Material provided:
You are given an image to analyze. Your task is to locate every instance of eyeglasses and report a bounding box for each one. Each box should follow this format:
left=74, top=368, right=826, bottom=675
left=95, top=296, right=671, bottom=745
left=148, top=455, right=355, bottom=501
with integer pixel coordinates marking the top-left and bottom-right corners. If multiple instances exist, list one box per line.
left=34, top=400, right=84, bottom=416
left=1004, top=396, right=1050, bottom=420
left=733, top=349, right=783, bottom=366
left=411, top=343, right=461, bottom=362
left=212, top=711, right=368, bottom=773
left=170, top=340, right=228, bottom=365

What is needed:
Rewrite the records above, replacing "eyeglasses" with "sunglasses" and leaving everything else the same.

Correct result:
You are given an image to analyze. Your task is to locate every instance of sunglasses and report a bounding box for each one. Each box should follow this format:
left=74, top=368, right=826, bottom=675
left=95, top=296, right=671, bottom=745
left=148, top=455, right=355, bottom=501
with integer pixel coordinates marking the top-left and bottom-right corners. If multiple instances exist, list one box per line.
left=34, top=400, right=84, bottom=416
left=1004, top=396, right=1050, bottom=420
left=733, top=349, right=783, bottom=366
left=411, top=343, right=461, bottom=362
left=212, top=711, right=368, bottom=773
left=170, top=340, right=228, bottom=365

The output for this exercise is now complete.